Task instructions: Give the lines starting with the one that contains "Note: one point per instance of the orange" and ending with the one that contains "(1241, 548)", both included, as a numbered list, leaving out any blank lines.

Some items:
— start —

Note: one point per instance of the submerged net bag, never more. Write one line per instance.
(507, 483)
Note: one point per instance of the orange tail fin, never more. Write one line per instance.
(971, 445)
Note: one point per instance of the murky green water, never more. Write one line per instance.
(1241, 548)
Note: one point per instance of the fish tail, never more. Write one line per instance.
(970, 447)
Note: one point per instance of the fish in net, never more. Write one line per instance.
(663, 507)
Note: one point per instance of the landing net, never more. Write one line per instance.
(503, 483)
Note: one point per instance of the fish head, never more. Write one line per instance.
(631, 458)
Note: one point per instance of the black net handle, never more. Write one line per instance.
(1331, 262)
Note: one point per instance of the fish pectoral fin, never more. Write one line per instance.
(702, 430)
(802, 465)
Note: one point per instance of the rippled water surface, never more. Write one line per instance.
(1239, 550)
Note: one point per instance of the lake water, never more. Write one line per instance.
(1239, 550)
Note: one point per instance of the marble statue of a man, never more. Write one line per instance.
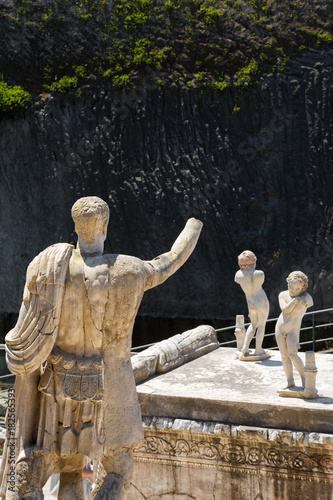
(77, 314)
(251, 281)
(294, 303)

— end —
— start —

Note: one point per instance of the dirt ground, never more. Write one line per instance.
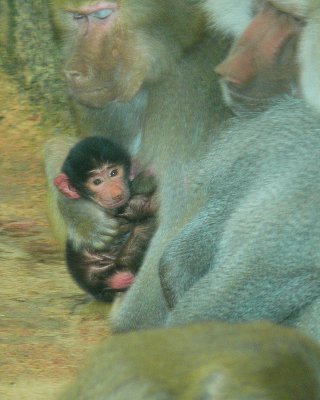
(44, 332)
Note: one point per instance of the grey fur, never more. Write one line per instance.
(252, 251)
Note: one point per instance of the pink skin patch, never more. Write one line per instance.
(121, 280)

— end —

Task solution:
1. Note: one point per instance of the orange tail fin, never more. Write one line per instance.
2. (971, 445)
3. Note: one point per instance of the murky green water, never more. Write one line per instance.
4. (1241, 548)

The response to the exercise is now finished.